INSTRUCTIONS FOR THE TASK: The entries below contain a stretch that opens with the line containing "Format sample: x=142, y=256" and closes with the line containing "Format sample: x=525, y=5"; set down that stretch exactly, both ends included, and nothing else.

RECORDS FOR THIS TASK:
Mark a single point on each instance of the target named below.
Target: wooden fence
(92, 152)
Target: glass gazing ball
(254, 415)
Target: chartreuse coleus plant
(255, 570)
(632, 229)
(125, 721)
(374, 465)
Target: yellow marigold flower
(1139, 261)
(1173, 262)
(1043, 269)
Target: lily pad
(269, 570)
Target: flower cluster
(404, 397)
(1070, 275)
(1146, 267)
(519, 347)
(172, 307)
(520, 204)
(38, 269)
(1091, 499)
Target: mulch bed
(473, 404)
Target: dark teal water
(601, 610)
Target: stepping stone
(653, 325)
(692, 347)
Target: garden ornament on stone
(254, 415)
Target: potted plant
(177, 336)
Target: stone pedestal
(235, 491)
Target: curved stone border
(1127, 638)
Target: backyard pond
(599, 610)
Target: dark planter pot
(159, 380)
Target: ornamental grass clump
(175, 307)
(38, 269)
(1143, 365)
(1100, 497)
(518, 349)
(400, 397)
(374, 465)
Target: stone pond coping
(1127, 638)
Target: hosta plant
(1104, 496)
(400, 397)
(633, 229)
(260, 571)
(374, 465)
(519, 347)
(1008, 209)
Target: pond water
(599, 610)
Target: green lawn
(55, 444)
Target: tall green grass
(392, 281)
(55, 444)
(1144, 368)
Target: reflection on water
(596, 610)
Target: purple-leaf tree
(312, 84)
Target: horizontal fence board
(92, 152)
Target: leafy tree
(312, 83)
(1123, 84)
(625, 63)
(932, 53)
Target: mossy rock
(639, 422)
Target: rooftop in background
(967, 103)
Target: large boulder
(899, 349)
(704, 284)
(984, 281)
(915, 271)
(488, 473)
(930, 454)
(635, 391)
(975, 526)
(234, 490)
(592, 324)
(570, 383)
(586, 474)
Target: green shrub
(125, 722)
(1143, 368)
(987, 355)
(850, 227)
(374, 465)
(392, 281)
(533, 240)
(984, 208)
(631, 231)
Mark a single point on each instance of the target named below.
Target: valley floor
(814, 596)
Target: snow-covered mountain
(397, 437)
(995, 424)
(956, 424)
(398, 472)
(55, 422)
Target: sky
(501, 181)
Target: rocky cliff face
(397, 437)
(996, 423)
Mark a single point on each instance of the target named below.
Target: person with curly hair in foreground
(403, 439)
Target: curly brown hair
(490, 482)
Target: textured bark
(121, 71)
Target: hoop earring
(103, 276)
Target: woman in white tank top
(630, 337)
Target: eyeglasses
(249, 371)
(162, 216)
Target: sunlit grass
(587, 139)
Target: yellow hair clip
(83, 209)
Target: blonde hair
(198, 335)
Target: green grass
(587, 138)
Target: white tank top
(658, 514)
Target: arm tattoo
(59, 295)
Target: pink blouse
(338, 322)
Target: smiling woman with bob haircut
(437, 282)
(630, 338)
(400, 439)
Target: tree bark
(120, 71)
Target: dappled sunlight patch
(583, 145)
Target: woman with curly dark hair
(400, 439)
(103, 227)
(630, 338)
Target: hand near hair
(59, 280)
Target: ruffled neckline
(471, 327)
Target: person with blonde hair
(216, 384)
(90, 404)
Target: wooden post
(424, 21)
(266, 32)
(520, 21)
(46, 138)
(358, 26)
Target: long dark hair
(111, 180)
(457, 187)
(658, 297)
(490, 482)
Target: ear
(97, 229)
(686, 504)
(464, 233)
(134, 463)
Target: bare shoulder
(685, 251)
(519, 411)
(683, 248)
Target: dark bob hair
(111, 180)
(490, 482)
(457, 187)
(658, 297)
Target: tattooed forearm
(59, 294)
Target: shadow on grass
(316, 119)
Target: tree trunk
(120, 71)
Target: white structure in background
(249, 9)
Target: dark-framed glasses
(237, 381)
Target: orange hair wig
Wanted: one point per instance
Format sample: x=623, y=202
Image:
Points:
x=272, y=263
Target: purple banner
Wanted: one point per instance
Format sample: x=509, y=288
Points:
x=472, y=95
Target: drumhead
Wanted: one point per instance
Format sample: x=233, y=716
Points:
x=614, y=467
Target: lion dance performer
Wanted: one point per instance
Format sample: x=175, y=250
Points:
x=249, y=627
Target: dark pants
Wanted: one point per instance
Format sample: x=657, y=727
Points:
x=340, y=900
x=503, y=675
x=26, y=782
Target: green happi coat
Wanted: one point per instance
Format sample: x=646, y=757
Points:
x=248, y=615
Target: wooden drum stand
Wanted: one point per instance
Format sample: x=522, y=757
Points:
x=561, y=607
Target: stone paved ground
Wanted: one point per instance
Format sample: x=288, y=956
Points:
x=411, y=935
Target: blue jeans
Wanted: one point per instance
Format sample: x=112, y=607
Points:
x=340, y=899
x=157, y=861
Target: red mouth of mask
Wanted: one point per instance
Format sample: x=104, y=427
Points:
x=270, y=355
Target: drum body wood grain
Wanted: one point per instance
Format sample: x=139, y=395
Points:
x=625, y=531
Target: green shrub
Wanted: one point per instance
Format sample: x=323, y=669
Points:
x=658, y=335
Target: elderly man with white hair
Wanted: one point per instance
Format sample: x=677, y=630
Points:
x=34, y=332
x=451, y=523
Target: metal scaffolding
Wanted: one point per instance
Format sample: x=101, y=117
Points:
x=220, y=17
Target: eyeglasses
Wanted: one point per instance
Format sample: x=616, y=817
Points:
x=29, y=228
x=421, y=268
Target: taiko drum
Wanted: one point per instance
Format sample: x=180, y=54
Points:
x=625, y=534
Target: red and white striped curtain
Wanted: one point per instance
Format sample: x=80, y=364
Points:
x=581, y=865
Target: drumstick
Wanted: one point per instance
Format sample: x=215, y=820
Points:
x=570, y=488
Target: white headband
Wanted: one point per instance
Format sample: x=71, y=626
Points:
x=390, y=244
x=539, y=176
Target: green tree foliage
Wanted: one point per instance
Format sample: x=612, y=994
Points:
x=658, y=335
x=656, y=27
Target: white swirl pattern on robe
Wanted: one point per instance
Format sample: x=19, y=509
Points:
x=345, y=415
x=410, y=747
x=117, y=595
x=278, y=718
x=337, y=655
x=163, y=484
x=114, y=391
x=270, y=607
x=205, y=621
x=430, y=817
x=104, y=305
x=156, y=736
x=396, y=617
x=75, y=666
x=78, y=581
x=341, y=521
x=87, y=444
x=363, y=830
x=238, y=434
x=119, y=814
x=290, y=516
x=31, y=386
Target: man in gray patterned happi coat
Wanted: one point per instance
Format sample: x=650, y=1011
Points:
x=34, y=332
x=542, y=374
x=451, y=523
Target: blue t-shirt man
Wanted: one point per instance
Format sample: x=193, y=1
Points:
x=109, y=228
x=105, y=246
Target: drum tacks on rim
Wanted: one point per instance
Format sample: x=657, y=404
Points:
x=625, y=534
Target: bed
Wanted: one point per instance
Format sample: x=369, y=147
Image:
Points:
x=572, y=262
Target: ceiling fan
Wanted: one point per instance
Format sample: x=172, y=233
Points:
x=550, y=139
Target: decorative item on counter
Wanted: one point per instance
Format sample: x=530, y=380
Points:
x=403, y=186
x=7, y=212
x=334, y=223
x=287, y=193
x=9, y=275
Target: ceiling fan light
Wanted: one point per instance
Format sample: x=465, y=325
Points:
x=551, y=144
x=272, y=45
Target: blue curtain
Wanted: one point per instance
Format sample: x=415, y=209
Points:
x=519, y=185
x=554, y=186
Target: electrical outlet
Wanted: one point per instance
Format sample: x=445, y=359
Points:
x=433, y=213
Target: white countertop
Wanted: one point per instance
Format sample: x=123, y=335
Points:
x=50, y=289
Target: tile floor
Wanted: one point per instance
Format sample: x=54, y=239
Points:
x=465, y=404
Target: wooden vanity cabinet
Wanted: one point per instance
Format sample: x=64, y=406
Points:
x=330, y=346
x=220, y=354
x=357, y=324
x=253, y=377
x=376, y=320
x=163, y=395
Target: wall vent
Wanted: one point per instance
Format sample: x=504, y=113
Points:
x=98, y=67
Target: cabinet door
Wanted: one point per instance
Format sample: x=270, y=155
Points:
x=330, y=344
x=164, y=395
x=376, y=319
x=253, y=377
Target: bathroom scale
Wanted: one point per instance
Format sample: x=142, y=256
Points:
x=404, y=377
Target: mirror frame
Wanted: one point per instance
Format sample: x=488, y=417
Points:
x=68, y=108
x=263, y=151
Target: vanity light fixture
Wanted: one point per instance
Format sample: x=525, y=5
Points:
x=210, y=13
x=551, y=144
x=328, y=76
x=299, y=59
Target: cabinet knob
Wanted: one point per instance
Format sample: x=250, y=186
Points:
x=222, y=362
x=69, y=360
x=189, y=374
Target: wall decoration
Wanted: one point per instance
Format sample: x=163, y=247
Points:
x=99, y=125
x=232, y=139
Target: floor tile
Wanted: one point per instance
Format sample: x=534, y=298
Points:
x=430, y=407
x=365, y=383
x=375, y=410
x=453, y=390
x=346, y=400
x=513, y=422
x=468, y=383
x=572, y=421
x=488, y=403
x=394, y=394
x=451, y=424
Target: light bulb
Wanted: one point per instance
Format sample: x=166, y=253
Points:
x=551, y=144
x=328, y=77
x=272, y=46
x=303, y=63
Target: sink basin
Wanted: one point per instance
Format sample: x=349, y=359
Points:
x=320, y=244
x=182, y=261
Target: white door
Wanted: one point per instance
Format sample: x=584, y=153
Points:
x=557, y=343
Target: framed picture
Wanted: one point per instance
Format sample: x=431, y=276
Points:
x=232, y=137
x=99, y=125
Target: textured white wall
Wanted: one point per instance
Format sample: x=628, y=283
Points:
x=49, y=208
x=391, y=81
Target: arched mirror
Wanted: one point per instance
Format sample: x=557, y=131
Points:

EXERCISE OUTPUT:
Format sample: x=142, y=256
Points:
x=404, y=377
Target: mirror frame
Wanted: one point per instance
Format sample: x=488, y=417
Points:
x=68, y=108
x=263, y=151
Target: vanity light fixture
Wanted: one point per instance
Format sample: x=525, y=5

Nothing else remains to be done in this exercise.